++++ Excerpted passage ++++
In Plasmodium, a gametocyte is not the same as a gamete, so the two terms are not strictly equivalent: some drugs could kill gametocytes but not gametes, or vice versa. The gametocyte is the sexually-committed form that circulates in the human blood; it matures into a male or female gamete only within the mosquito gut, after being taken up in a blood meal. For an animated explanation of this, see or this link: https://www.youtube.com/watch?v=WoIO-g1hiSo, or this one from Rhoel Dinglasan and colleagues: https://gametocytogenesis.wordpress.com/
Semantics are important, and it is worrying that several answers missed the point so nicely explained by Catherine. One needs to be precise in describing the malaria stages, and she has shown why!
I am in the opinion with Catherine. A sexual stage in human blood circulation is called gametocyte and then, when a mosquito bites this carrier, it becomes gamete in the mosquito's midgut.
With reference to Pedro's question: For all practical purposes, plasmodial gametes do not occur in humans (although e.g. exflagellation might sometimes give rise to microgametes in the human host as a curiosity). Therefore, drugs given to humans are either gametocytocidal (like primaquine) or not. Whether or not an antimalarial drug is gametocidal is not of any interest, because mosquitoes do not get treated for malaria.
In its strict sense the effect of the drug should be gametocytocidal, however, practically the two terms i.e Gametocytocidal and Gametocidal have been used interchangeably to imply the same thing.
++++ Raw data ++++
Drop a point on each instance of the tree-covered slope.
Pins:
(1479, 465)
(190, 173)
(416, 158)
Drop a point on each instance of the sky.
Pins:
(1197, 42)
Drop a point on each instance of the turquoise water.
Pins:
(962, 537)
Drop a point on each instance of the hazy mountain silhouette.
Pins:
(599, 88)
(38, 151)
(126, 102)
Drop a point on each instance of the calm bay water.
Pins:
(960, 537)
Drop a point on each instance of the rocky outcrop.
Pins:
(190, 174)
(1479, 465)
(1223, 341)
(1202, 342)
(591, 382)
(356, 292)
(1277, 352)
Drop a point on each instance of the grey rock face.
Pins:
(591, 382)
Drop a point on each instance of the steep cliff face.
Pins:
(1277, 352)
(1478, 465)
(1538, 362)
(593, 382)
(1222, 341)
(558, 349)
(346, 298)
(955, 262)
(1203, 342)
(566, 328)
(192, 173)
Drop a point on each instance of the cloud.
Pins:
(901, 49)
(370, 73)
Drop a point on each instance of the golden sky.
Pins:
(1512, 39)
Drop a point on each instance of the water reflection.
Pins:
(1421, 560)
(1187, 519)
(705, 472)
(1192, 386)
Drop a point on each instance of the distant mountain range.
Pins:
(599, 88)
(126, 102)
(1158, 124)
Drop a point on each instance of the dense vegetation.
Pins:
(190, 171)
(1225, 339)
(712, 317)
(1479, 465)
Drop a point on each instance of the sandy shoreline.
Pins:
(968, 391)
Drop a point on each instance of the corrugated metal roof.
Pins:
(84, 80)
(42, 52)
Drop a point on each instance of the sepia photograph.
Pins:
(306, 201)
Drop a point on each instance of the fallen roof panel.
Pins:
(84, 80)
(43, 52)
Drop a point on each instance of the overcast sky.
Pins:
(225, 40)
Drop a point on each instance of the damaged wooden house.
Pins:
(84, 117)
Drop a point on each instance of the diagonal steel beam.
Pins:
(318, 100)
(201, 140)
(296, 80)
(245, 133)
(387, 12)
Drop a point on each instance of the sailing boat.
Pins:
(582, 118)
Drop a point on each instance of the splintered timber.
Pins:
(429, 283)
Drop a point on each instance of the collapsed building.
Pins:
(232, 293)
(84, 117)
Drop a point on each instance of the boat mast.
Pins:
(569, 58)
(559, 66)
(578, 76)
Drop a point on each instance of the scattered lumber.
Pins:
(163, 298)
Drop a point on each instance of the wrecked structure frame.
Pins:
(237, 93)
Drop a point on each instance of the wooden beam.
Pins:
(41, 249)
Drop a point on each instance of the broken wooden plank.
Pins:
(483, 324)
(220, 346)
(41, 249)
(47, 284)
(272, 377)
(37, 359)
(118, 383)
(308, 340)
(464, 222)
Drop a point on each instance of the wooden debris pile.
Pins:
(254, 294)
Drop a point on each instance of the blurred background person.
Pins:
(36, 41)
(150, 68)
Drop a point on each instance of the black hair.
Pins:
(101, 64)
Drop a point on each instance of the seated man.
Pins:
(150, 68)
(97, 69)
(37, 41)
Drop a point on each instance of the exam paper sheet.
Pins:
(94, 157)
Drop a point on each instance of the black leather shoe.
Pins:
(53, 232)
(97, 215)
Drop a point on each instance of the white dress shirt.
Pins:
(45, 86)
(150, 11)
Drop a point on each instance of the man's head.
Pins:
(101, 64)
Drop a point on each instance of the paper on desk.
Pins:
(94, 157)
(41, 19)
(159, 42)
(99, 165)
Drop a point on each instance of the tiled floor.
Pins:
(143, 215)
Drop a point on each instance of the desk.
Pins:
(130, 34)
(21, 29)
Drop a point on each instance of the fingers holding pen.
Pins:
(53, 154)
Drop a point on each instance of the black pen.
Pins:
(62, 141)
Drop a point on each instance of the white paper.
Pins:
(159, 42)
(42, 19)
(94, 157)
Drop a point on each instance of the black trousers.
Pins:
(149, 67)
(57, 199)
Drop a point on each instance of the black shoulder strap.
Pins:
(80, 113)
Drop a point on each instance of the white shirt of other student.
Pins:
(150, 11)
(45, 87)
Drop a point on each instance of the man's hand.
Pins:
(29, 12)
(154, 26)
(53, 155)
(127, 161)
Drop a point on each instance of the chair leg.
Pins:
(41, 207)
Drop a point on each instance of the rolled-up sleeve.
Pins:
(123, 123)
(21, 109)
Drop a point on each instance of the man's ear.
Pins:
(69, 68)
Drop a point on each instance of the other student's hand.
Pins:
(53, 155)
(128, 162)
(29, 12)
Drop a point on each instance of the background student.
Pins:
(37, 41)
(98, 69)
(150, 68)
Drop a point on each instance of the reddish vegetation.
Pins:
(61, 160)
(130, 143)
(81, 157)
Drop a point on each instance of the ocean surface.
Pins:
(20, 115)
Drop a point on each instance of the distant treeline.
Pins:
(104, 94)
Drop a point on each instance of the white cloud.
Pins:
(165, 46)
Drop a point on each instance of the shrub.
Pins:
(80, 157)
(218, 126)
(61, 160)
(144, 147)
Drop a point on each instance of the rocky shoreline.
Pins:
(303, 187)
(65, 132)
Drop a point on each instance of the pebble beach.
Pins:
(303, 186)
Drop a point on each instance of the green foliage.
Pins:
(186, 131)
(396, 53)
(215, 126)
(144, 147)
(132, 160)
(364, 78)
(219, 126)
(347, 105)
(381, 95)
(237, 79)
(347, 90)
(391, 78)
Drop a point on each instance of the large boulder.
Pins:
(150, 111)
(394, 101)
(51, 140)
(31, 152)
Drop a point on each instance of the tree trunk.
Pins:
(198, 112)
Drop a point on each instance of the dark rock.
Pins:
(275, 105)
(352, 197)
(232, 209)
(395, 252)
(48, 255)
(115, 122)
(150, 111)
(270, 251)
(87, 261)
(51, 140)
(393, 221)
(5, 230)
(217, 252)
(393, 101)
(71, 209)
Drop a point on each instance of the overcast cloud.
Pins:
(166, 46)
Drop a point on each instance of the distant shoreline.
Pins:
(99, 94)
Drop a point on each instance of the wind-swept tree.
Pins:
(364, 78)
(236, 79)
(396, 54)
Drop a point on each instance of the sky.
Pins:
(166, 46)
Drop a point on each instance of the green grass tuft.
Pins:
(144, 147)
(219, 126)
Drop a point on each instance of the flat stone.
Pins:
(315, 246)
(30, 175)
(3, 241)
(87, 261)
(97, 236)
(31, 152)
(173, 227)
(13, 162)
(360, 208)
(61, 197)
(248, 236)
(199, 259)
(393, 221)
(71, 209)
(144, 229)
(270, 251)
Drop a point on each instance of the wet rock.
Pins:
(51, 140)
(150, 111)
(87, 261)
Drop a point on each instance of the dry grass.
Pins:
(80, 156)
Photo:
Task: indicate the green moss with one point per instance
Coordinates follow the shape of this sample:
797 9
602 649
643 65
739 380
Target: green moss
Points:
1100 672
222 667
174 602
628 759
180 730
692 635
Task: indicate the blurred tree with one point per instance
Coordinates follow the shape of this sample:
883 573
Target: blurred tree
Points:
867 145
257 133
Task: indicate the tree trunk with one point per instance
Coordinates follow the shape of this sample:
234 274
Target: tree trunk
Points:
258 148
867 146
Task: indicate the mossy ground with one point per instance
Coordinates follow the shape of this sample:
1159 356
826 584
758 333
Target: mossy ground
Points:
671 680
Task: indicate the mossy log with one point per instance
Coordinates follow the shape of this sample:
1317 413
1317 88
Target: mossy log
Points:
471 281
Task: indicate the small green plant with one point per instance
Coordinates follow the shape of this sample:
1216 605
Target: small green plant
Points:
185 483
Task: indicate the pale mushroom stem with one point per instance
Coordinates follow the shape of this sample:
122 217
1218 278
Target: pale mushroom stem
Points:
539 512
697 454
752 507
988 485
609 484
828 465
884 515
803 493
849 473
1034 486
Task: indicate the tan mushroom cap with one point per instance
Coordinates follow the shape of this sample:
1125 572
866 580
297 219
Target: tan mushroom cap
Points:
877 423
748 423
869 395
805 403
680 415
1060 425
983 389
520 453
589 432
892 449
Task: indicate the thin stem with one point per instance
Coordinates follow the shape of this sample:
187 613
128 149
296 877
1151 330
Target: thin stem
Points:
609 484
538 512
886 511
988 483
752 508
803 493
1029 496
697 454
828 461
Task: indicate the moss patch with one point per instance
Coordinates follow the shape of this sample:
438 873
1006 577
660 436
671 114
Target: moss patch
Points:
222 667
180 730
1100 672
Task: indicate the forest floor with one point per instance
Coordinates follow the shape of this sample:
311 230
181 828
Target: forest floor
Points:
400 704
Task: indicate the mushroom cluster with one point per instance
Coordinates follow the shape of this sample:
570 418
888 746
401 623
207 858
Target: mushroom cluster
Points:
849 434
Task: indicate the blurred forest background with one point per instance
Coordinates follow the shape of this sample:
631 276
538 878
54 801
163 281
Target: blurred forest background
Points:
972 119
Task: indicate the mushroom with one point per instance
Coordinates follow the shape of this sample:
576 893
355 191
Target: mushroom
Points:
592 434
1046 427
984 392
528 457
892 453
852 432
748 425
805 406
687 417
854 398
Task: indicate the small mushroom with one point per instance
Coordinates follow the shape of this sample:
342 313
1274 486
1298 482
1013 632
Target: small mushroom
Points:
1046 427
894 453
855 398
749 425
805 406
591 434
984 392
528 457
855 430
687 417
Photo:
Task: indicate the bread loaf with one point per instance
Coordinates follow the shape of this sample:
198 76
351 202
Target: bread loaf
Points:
++++
## Assignment 1
Answer these questions about the gametocyte discussion:
(a) Where does a gametocyte mature into a male or female gamete?
(b) Which drug is named as an example of a gametocytocidal drug?
(c) According to the last comment, how have the terms gametocytocidal and gametocidal been used in practice?
## Assignment 2
Using the gametocyte discussion, explain in one to three sentences why it is of no interest whether an antimalarial drug is gametocidal.
## Assignment 3
Copy out word for word the part of the gametocyte discussion starting at "With reference to" and ending at "treated for malaria.".
Answering here does not require the records.

## Solution 1
(a) Within the mosquito gut, after being taken up in a blood meal.
(b) Primaquine.
(c) Interchangeably, to imply the same thing.

## Solution 2
For all practical purposes, plasmodial gametes do not occur in humans, so drugs given to humans either kill gametocytes or do not. Gametes form in mosquitoes, and mosquitoes do not get treated for malaria.

## Solution 3
With reference to Pedro's question: For all practical purposes, plasmodial gametes do not occur in humans (although e.g. exflagellation might sometimes give rise to microgametes in the human host as a curiosity). Therefore, drugs given to humans are either gametocytocidal (like primaquine) or not. Whether or not an antimalarial drug is gametocidal is not of any interest, because mosquitoes do not get treated for malaria.